# [Source text]
▬▬▬▬▬▬
Yeah, I picked it up in my self-care and sustainability Facebook group because I just I, of course was fascinated with that, because I'm concerned about self-care in the lives of ministry leaders and building sustainability and leadership issues, because you have to lead yourself well first to be a leader. So I trolled through it and there was the usual suspects sort of you know, the unrealistic expectations, the unseen damage. You covered all that. But when I got down to the growth mindset versus fixed mindset, I thought, oh my goodness, I have lived that and that, to me, was one of the heartbreakers. You know you go into ministry to serve the purposes of Jesus and finding that it was a challenge to get the people to buy into that idea was, you know, cognitive dissonance.

Margie:

And I looked it up. You know it's living with I think we're doing this, they think we're doing that, and I have to live in that tension. And that sounds really lovely. I'm going to live in the tension, but it's not. It's hard, it's very difficult. So I was wondering if you could walk us through some of that. So we're going to talk about the growth mindset versus the fixed mindset, and why don't you start by giving us some kind of description of the fixed mindset?

Alex Lang:

Yeah, so a fixed mindset is people who don't like to be challenged. So they perceive failure to kind of be the limits of their ability, and they tend to be scared of learning new things, particularly if that education, if it disrupts their worldview. And in my I don't know about your experience, but my experience I actually think this is a lot of people in the institutional church. They don't want their thinking challenged. They've come to church to reinforce what they've always believed, and so I think that the job of the pastor, from their perspective, is not really to push them to grow, but to kind of reassure them that they're on the right track and so and so something that I said in the article was that I think that what this means is that if you're going to learn something, it should support the party line, it should comfort their investment of resources in the church and, in particular, they want to know that whatever their investing is going to pay off down the line somewhere, usually in terms of afterlife. Now, in my church I was.

Margie:

You know what I'm thinking of when you're saying that. I'm sorry, I hate it to interrupt, but I was thinking about how all those beautiful cathedrals were built in in Europe because people were making an investment, hoping that their loved ones would not, would get out of purgatory or some kind of sin, some kind of you know those payments.

Alex Lang:

I think, yeah, the indulgences?

Margie:

Yeah, no, absolutely Well.
▬▬▬▬▬▬
# [Stated exercise 1]
Check these statements against the transcript on fixed and growth mindsets and mark each yes or no, quoting the words that decide it. (a) Alex Lang says people with a fixed mindset see failure as the limits of their ability. (b) Alex Lang says people with a fixed mindset like to be challenged. (c) Margie says that living in the tension is easy.
# [Stated exercise 2]
Please reproduce everything in the transcript on fixed and growth mindsets from "You know what" down to "know those payments.".
# [Stated exercise 3]
Carry the transcript on fixed and growth mindsets forward from its last line.

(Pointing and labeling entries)
▬▬▬▬▬▬
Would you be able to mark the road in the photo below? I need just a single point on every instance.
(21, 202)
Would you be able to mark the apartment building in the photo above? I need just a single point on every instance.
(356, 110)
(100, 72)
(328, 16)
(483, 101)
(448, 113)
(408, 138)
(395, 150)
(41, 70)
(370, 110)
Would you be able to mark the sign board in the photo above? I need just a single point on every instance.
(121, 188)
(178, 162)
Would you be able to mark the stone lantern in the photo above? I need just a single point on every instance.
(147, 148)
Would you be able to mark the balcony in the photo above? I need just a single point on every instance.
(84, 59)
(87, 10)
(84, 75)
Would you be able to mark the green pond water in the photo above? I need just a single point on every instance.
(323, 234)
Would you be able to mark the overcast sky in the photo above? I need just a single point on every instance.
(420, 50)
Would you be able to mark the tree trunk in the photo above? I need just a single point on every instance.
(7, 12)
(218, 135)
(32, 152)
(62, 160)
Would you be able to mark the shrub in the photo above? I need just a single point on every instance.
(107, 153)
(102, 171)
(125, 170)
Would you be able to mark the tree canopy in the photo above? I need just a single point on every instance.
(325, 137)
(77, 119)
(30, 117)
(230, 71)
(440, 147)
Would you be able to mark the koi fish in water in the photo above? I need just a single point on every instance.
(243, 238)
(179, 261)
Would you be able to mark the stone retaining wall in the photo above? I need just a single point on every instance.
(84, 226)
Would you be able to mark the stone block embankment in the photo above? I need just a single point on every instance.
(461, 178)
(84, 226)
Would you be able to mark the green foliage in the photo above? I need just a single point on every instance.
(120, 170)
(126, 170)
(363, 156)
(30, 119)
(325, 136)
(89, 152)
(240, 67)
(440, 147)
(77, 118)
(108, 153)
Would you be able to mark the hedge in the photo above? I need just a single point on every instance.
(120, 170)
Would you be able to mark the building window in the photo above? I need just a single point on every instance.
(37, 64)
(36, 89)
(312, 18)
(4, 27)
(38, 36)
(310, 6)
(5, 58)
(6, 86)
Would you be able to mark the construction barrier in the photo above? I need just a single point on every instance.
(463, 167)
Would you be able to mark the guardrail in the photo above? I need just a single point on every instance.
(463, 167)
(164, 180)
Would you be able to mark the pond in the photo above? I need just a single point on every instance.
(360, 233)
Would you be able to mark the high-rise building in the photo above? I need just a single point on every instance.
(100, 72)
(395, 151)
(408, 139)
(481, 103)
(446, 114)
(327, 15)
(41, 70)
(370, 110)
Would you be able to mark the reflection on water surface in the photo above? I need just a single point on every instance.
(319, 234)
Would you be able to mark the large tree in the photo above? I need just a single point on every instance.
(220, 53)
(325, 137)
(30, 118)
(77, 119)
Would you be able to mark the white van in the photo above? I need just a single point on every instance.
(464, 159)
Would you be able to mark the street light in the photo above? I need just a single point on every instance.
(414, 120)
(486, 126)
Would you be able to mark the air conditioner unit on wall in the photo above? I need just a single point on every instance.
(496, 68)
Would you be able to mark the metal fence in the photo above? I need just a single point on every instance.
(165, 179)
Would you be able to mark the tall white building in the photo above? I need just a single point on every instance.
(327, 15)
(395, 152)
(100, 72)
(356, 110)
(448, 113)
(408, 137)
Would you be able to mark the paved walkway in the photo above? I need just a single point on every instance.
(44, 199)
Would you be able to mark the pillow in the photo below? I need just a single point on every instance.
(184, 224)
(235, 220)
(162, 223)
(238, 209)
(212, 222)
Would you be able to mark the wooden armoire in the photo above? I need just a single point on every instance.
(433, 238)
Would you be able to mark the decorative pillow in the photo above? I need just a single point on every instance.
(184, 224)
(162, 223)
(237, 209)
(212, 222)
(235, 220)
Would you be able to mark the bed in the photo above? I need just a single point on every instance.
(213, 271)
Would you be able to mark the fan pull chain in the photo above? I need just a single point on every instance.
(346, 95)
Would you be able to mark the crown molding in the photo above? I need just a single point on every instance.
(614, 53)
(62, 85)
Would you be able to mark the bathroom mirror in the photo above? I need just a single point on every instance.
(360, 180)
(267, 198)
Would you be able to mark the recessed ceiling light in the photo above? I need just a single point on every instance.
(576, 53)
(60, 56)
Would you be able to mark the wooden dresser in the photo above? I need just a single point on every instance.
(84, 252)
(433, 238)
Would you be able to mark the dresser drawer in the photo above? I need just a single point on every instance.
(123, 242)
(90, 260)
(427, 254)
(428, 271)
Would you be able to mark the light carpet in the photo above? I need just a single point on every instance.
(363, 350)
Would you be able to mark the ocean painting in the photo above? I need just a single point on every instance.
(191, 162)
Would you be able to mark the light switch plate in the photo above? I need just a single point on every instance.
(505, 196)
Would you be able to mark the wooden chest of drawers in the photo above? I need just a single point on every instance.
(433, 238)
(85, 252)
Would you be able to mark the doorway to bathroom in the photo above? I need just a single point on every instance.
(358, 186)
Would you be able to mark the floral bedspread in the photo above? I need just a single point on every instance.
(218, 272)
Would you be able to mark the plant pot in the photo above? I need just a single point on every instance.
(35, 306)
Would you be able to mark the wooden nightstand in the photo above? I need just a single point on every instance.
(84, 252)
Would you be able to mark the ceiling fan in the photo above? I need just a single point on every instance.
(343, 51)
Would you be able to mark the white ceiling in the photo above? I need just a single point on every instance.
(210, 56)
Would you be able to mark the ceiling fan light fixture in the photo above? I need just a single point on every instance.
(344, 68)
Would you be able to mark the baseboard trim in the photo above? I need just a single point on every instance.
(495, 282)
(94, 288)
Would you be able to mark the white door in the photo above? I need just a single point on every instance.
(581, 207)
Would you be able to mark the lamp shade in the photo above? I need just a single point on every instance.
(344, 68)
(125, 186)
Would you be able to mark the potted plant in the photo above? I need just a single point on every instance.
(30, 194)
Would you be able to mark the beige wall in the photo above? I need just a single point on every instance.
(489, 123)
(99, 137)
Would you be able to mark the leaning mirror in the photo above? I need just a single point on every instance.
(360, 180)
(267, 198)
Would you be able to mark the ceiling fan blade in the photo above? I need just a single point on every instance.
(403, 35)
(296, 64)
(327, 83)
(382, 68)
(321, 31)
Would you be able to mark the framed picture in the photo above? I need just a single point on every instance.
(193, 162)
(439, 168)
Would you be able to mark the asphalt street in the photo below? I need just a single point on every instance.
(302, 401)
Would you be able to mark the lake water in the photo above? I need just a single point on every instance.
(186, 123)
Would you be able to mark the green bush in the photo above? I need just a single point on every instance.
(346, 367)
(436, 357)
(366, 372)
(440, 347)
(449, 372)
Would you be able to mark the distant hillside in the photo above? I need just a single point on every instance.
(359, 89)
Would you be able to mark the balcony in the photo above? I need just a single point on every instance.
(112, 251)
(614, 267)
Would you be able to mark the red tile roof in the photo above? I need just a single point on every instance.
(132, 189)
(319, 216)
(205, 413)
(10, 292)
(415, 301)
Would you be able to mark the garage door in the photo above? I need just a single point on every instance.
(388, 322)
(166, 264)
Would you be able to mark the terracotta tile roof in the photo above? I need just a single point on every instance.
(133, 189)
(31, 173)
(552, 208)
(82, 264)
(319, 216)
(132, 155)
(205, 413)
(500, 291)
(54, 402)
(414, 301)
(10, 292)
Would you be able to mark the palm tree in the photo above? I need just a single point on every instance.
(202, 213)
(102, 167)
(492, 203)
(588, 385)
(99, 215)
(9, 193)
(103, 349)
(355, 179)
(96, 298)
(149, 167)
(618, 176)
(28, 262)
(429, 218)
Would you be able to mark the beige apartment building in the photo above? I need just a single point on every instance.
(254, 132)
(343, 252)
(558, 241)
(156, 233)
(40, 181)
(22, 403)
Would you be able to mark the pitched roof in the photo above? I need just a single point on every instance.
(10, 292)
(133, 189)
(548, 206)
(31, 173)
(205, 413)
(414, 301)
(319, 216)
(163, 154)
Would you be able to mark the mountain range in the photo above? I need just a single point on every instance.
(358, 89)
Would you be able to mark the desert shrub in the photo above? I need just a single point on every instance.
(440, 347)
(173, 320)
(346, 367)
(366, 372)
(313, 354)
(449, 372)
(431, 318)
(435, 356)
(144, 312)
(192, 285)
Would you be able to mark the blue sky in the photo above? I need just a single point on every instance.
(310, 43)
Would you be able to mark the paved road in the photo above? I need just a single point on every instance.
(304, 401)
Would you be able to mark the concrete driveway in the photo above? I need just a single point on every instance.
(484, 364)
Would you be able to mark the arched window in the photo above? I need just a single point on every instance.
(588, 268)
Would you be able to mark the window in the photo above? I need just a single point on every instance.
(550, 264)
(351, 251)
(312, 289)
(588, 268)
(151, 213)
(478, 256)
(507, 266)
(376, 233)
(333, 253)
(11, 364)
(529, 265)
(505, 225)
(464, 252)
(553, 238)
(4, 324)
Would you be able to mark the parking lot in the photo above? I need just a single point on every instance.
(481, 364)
▬▬▬▬▬▬
# [Expected answer 1]
(a) Yes: "they perceive failure to kind of be the limits of their ability"
(b) No: "a fixed mindset is people who don't like to be challenged"
(c) No: "It's hard, it's very difficult."

# [Expected answer 2]
You know what I'm thinking of when you're saying that. I'm sorry, I hate it to interrupt, but I was thinking about how all those beautiful cathedrals were built in in Europe because people were making an investment, hoping that their loved ones would not, would get out of purgatory or some kind of sin, some kind of you know those payments.

# [Expected answer 3]
Alex Lang:

I mean and that continues on forward, when, where I think that when you think about why people give, I mean I think oftentimes there's it's to support the community. But somewhere behind there for I think a number of people is this idea that, well, if I'm giving to the church, that shows my investment in the kingdom and hopefully, even though there's this idea that we are, you know, shown grace and forgiveness and that nothing can earn our way in Luther, right, nothing can do to earn your way or salvation which comes from Paul, so that I think that you do that to think, well, I'm giving and therefore there will be some type of reward later on that comes with that.

Alex Lang:

So, anyways, yeah, I totally see where you're coming with that.

Margie:

You are talking about failure, though, in there, because I think there is some fear of failure, and so if they've failed at something you know you'll hear this kind of thing in a meeting well, we already tried that or we already did that. And if something didn't go as well as they want, I said well, if you're not failing at stuff regularly, it means you're not trying anything new.

Alex Lang:

Yeah, no, definitely, and you know, failure is a lower or a fear of failure is a big part of a fixed mindset mentality, and I think that you know I actually want to take some time a little later on to jump into that, because I think that there's there's a lot built into why a person kind of dives into a fixed mindset, or why they have a fixed mindset. I was thinking it's an interesting question because, like you're, I was saying you know, a lot of people in the church have fixed mindsets, and I don't know about you and your ministry, but for me, I was always. I always push the boundaries, and I particularly push the boundaries for me. I did it with my in the way that I pushed the thinking. So I did that. So before I like push them to do things, I would push the thinking around things.

Alex Lang:

So, for me, though, I believe in a growth mindset and in a growth mindset, what that means is I'm going to pose questions, I'm going to give you information, I'm going to let you determine the answer, and I made it clear from the beginning I don't expect you to think the way that I do.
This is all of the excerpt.